*ROWS*.
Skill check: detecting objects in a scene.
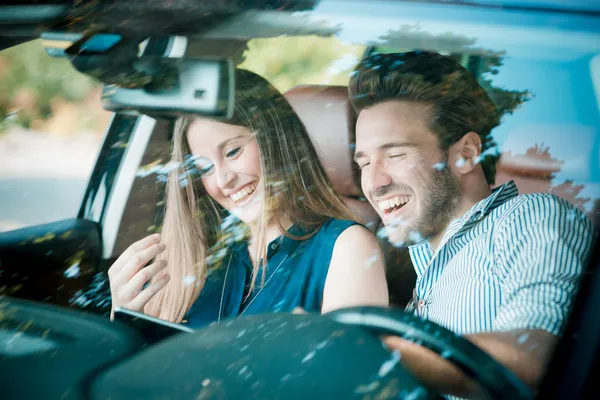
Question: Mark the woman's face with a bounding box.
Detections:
[187,118,263,224]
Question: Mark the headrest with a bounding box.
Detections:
[285,85,362,197]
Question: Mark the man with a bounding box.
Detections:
[349,52,593,397]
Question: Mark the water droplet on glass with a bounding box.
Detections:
[432,163,446,171]
[302,350,317,364]
[517,333,529,344]
[65,263,81,278]
[378,350,401,378]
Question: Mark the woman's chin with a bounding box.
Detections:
[230,202,260,225]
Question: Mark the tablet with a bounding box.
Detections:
[115,307,194,344]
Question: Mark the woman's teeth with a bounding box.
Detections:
[229,183,257,203]
[377,196,410,212]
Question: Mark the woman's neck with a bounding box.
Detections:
[248,219,292,263]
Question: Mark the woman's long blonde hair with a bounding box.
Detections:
[145,69,359,322]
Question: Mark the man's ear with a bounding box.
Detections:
[449,132,481,175]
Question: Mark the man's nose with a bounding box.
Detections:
[362,162,392,192]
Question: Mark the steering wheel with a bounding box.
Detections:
[90,307,533,400]
[327,307,534,400]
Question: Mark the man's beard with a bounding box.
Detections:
[385,157,462,247]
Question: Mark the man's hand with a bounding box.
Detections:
[384,330,556,398]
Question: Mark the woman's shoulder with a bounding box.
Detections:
[313,218,374,246]
[319,218,362,235]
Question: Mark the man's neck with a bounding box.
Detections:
[427,186,492,252]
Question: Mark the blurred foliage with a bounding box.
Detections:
[0,40,100,132]
[0,33,529,141]
[376,25,532,122]
[240,36,366,92]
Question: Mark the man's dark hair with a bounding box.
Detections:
[348,51,500,185]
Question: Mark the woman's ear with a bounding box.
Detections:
[450,132,481,175]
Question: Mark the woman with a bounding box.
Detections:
[109,70,388,327]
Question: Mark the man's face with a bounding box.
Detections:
[355,101,461,246]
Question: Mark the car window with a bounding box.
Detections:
[0,40,111,232]
[0,0,600,393]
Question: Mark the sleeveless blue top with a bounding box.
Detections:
[183,219,357,328]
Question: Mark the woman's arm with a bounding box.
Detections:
[321,225,389,313]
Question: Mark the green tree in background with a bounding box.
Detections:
[0,40,100,133]
[240,36,366,92]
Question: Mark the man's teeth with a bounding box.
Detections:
[377,196,410,211]
[229,183,257,203]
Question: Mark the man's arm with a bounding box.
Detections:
[386,196,593,398]
[384,330,557,398]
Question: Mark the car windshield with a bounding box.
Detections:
[0,0,600,394]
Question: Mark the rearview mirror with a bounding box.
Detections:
[102,56,235,119]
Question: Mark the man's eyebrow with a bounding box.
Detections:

*CHALLENGE*.
Extract every line of the records above word for word, leaving out the pictures.

*EXERCISE OUTPUT*.
Skill check: detecting objects in a scene.
Question: Mark the woman's face with a bounding box.
Detections:
[187,118,263,224]
Question: Mark the headrest with a bounding box.
Detections:
[285,85,362,197]
Question: Mark the man with a bounding box.
Detections:
[349,52,593,397]
Question: Mark the water droplet on glass with a bounding box.
Detections:
[432,163,446,171]
[302,350,317,364]
[517,333,529,344]
[65,263,81,278]
[378,350,401,378]
Question: Mark the woman's chin with a bounding box.
Detections:
[230,202,260,225]
Question: Mark the tablet with a bounding box.
Detections:
[115,307,194,344]
Question: Mark the woman's teeth with a bounding box.
Detections:
[229,183,257,203]
[377,196,410,212]
Question: Mark the woman's neck with a bounding box.
Detections:
[248,219,292,263]
Question: Mark the woman's long blonde hair with a bounding box.
Detections:
[145,69,359,322]
Question: Mark the man's ear with a bounding box.
Detections:
[449,132,481,175]
Question: Mark the man's nose with a bounding box.
Detections:
[362,162,392,192]
Question: Mark the steering wheel with a bounding box.
Detections:
[90,307,533,400]
[327,307,534,400]
Question: Mark the man's beard with a bounding box.
Detections:
[385,157,462,247]
Question: Mark the man's hand with a bounding box.
Detections:
[384,330,556,398]
Question: Mark the woman's shoulder with a bounding box.
Detections:
[313,218,374,246]
[319,218,362,235]
Question: Mark the man's neck with a bounding box.
Detections:
[427,186,492,252]
Question: Mark the blurred foliage with a bounding box.
Detections:
[0,40,100,132]
[0,33,529,141]
[376,25,532,122]
[240,36,366,92]
Question: Mark the man's dark hair with a bounding box.
Detections:
[348,51,500,185]
Question: Mark the woman's ear with a bounding box.
Detections:
[450,132,481,175]
Question: Mark the woman with a bounding box.
Detections:
[109,70,388,327]
Question: Mark the man's face with a bounding box.
Detections:
[355,101,461,246]
Question: Mark the car window with a bounding box.
Detections:
[0,40,111,232]
[0,0,600,393]
Question: Mark the sleeveless blue top with a bounding box.
Detections:
[183,219,357,328]
Question: Mark the woman's arm with a bounding box.
Detections:
[321,225,389,313]
Question: Mark the green tree in background with a bounding box.
Detections:
[0,40,100,133]
[240,36,366,92]
Question: Mark the man's teeth with a bounding box.
Detections:
[377,196,410,211]
[229,183,257,203]
Question: Mark the man's arm with a bounding box.
Detections:
[386,196,593,398]
[384,330,557,398]
Question: Mark the car windshield with a bounding box.
Detections:
[0,0,600,394]
Question: Mark the rearview mirror with a bounding box.
Detections:
[102,56,235,119]
Question: Mark the man's eyebrow with a bounding box.
Detections:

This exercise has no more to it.